* Texto de la página
▽
Fue a un lugar solitario. Allí se puso a orar
Domingo 5° durante el año 8-2-2015
Evangelio: Marcos 1, 29-39
Al salir de la Sinagoga, Jesús
fue a la casa de Simón y Andrés con Santiago y Juan. La suegra de Simón estaba
en cama con fiebre, por lo que enseguida le hablaron de ella. Jesús se acercó
y, tomándola de la mano, la levantó. Se le quitó la fiebre y se puso a
atenderlos. Antes del atardecer, cuando se ponía el sol, empezaron a traer a
Jesús todos los enfermos y personas poseídas por espíritus malos. El pueblo
entero estaba reunido ante la puerta. Jesús sanó a muchos enfermos con
dolencias de toda clase y expulsó muchos demonios; pero no los dejaba hablar,
pues sabían quién era. De madrugada, cuando todavía estaba muy oscuro, Jesús se
levantó, salió y se fue a un lugar solitario. Allí se puso a orar. Simón y sus
compañeros fueron a buscarlo, y cuando lo encontraron, le dijeron: - Todos te
están buscando. Él les contestó: - Vamos a las aldeas vecinas, para predicar
también allí, pues para esto he venido.
Con Jesús entra en el mundo y en
las personas la novedad de Dios: la Buena Nueva del Mesías, Hijo de Dios,
que viene a salvar a la humanidad frente a los grandes males que la atormentan:
el pecado, el sufrimiento y la muerte.
△
Registros de datos:
▽
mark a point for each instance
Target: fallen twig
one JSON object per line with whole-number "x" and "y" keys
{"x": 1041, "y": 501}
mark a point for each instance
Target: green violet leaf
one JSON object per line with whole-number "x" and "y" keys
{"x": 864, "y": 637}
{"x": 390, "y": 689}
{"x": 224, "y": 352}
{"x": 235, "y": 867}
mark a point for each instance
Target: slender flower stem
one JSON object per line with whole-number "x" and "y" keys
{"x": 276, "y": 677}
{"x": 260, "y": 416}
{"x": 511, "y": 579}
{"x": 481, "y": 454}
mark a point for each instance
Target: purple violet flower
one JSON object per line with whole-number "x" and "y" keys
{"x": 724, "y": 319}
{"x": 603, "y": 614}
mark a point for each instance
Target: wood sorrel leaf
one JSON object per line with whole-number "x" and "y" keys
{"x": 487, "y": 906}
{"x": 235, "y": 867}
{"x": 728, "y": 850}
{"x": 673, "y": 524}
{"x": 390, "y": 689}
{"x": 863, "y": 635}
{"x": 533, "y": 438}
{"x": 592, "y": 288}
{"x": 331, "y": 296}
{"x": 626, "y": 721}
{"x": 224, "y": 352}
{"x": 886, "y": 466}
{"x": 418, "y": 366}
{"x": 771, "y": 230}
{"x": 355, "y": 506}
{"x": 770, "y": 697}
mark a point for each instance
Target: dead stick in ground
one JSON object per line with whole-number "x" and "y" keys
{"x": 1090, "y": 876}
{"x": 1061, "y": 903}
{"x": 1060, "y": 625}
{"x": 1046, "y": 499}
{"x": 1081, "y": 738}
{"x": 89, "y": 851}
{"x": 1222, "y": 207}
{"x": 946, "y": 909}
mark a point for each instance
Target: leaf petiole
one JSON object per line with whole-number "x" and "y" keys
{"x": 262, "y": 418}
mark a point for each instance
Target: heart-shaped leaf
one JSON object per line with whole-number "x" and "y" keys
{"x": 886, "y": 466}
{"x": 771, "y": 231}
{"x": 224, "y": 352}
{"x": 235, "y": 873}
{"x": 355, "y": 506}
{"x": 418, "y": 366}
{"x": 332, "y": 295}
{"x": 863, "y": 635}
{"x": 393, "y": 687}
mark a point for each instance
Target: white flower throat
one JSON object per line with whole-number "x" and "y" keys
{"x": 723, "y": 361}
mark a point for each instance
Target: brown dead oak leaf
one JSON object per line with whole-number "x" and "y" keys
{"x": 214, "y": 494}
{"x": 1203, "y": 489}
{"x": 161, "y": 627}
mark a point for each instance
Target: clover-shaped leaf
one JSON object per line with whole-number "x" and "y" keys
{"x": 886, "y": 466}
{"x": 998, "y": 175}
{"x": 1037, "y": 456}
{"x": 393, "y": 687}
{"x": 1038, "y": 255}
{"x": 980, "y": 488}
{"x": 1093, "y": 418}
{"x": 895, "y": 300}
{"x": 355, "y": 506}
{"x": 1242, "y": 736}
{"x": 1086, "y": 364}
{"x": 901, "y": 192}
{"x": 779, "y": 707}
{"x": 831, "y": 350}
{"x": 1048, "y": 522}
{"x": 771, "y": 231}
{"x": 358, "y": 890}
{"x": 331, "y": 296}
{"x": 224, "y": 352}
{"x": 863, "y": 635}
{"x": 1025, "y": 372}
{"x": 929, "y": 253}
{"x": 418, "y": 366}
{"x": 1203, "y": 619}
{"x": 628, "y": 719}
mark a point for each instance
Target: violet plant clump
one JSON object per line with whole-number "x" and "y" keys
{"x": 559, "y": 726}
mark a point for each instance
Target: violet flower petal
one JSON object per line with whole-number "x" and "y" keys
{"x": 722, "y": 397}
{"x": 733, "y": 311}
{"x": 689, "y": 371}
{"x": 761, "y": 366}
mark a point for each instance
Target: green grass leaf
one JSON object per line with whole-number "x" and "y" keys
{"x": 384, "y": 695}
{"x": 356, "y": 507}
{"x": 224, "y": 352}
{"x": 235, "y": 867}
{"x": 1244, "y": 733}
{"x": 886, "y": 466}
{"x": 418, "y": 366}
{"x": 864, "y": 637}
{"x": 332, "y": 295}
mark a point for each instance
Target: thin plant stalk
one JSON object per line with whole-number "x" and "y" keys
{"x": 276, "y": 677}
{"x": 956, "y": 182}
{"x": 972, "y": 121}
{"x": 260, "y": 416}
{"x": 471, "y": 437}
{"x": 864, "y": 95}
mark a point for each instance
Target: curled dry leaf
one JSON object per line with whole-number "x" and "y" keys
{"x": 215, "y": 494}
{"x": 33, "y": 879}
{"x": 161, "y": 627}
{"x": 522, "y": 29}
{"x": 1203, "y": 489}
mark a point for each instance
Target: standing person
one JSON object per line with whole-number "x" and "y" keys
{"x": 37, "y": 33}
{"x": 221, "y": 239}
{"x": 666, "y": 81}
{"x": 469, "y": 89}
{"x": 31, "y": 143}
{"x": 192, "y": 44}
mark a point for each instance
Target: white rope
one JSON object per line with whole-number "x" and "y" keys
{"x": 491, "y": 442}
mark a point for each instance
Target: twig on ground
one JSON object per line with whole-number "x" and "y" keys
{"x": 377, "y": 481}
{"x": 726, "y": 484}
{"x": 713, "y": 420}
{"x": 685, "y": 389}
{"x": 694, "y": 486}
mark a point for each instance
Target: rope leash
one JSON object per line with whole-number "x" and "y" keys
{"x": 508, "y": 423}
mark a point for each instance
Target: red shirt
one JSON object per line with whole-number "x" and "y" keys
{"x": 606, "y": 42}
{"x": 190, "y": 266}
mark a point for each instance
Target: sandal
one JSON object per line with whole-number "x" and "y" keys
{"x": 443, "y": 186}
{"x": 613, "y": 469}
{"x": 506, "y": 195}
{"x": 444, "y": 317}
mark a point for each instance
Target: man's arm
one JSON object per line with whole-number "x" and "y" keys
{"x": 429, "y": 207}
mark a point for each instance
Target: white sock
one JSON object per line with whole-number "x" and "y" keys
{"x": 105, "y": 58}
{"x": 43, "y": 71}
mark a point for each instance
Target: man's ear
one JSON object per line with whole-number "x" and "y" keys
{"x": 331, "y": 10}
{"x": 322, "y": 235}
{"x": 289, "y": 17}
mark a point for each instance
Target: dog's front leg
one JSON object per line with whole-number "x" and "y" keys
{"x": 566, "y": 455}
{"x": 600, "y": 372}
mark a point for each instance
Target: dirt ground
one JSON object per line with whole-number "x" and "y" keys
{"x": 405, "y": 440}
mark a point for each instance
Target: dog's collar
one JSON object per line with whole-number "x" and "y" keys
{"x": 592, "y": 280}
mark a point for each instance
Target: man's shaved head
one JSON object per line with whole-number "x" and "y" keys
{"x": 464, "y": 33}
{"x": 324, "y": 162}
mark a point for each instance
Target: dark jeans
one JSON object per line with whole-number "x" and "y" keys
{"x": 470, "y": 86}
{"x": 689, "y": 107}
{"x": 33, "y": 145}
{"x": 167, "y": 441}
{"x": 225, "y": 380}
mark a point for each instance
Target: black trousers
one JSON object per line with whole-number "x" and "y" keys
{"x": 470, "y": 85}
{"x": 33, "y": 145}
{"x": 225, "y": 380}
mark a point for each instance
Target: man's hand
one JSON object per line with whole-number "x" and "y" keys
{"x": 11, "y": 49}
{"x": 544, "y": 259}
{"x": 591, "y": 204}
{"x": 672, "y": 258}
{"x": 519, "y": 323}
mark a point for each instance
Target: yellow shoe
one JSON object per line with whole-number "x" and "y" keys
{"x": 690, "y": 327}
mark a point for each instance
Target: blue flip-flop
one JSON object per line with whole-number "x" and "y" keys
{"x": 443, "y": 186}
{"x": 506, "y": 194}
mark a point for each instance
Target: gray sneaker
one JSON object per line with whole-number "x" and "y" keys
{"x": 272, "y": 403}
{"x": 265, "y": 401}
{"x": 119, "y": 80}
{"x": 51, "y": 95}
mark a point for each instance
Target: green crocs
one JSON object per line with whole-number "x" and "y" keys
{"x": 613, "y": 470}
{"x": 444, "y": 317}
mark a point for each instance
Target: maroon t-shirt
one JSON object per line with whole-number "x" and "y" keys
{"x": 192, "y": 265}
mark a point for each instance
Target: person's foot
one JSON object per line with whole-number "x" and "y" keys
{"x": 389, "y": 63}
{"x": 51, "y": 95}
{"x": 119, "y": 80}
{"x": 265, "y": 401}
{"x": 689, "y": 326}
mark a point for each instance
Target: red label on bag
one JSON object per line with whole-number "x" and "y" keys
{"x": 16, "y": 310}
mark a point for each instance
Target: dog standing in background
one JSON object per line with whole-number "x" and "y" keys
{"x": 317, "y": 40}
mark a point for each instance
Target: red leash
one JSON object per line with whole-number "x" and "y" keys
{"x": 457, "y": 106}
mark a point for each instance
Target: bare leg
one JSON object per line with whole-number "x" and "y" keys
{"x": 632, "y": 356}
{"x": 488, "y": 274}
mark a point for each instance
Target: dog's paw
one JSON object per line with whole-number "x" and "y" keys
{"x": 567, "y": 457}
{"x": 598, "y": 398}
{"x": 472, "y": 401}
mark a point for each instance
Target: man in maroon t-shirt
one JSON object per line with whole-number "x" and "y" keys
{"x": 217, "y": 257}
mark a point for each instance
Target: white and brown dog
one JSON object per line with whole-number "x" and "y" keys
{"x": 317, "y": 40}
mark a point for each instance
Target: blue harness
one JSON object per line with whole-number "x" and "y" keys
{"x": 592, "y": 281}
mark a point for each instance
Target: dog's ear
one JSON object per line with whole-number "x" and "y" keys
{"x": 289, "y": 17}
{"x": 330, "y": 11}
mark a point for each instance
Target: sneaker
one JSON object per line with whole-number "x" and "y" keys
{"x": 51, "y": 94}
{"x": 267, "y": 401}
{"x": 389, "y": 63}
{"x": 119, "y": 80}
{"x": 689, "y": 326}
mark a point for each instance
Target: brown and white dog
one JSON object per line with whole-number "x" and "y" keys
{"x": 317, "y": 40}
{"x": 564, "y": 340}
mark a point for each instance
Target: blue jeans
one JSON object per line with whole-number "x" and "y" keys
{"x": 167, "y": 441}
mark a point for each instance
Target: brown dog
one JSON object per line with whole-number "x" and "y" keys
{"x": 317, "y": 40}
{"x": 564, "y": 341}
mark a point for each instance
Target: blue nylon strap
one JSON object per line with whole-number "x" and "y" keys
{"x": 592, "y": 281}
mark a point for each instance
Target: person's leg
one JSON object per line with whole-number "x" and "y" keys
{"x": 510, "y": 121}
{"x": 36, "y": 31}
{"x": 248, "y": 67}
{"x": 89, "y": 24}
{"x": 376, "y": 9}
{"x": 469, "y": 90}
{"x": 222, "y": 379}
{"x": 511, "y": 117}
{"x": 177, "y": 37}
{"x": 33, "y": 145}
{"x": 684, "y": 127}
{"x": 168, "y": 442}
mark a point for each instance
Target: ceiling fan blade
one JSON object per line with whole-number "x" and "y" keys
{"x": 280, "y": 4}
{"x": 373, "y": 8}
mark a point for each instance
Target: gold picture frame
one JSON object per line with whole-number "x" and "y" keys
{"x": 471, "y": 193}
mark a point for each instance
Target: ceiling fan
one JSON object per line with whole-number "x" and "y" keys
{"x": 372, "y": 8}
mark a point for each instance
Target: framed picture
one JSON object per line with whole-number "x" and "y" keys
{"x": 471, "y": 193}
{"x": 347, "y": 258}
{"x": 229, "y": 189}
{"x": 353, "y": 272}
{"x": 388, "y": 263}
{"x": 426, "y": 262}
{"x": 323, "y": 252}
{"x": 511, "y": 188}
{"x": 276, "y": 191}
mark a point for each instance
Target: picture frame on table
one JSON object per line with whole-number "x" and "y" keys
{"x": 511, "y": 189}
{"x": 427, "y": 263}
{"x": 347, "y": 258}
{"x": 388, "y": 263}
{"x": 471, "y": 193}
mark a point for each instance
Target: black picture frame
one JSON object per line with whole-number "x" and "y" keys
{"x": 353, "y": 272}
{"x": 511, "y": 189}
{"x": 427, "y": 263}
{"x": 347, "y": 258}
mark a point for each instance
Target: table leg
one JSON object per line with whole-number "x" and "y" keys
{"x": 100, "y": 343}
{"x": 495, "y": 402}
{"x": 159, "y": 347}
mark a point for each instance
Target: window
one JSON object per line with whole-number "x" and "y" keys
△
* Instrucciones de la tarea
**1.** Enumera los grandes males que, según el texto de la página, atormentan a la humanidad.
**2.** Según el texto de la página, ¿qué hizo Jesús en el lugar solitario al que fue de madrugada?

* Respuestas del ejercicio
**1.** El pecado, el sufrimiento y la muerte.

**2.** Se puso a orar.